### DOCUMENT EXTRACT
To find you which benefits you could claim and how to make a claim, use one of the benefit calculators in the links below.

You can also get more advice and help for living with a lower income in Living on a budget.

Funeral Payment

What is Funeral Payment?

If you’re on a low income and struggling to pay for a funeral for your partner, you can apply for a Funeral Payment.

If the person who died left money, you will usually need to pay back any amount you received through the Funeral Payments scheme.

How much you will get

The amount you get depends on your circumstances, but could be up to £700 towards funeral expenses plus payments to cover the costs of things like burial or cremation fees.

Find out more in Help paying for a funeral.

How your bereavement benefits affect other benefits

If you claim any of the following benefits, your payments might be affected if you start getting Bereavement Support Payment or are getting Bereavement Allowance or Widowed Parent’s Allowance.

  • Universal Credit
  • Income Support
  • Incapacity Benefit
  • Jobseeker’s Allowance
  • Carer’s Allowance
  • Employment and Support Allowance
  • Pension Credit (only if you receive Bereavement Allowance)

Bereavement Payment or the lump sum you get as part of Bereavement Support Payment counts as savings when your entitlement to some means-tested benefits is worked out.

### REQUIRED TASKS
(1) In the benefits text, what is the most a Funeral Payment could give toward funeral expenses?
(2) Swap "dot" for "marker" in the listing lines running from the line with "Target: pale green wing" through the end of the listing, changing nothing else. Return only those lines.

### TASK INPUTS
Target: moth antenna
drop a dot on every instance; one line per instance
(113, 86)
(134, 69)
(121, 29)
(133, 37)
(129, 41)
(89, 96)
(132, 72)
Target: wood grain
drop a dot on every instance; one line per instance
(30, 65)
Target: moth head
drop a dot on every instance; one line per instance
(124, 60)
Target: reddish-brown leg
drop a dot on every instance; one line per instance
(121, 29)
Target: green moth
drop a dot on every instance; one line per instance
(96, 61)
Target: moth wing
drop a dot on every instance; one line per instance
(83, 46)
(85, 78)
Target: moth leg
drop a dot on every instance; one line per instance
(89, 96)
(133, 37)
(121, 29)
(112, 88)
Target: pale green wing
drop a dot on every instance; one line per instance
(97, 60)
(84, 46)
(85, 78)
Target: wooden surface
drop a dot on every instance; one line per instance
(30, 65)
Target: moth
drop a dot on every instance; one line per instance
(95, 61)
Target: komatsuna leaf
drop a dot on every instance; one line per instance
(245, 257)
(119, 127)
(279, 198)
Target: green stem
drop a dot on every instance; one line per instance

### SOLUTIONS TO THE EXERCISE
(1) Up to £700

(2)
Target: pale green wing
drop a marker on every instance; one line per instance
(97, 60)
(84, 46)
(85, 78)
Target: wooden surface
drop a marker on every instance; one line per instance
(30, 65)
Target: moth
drop a marker on every instance; one line per instance
(95, 61)
Target: komatsuna leaf
drop a marker on every instance; one line per instance
(245, 257)
(119, 127)
(279, 198)
Target: green stem
drop a marker on every instance; one line per instance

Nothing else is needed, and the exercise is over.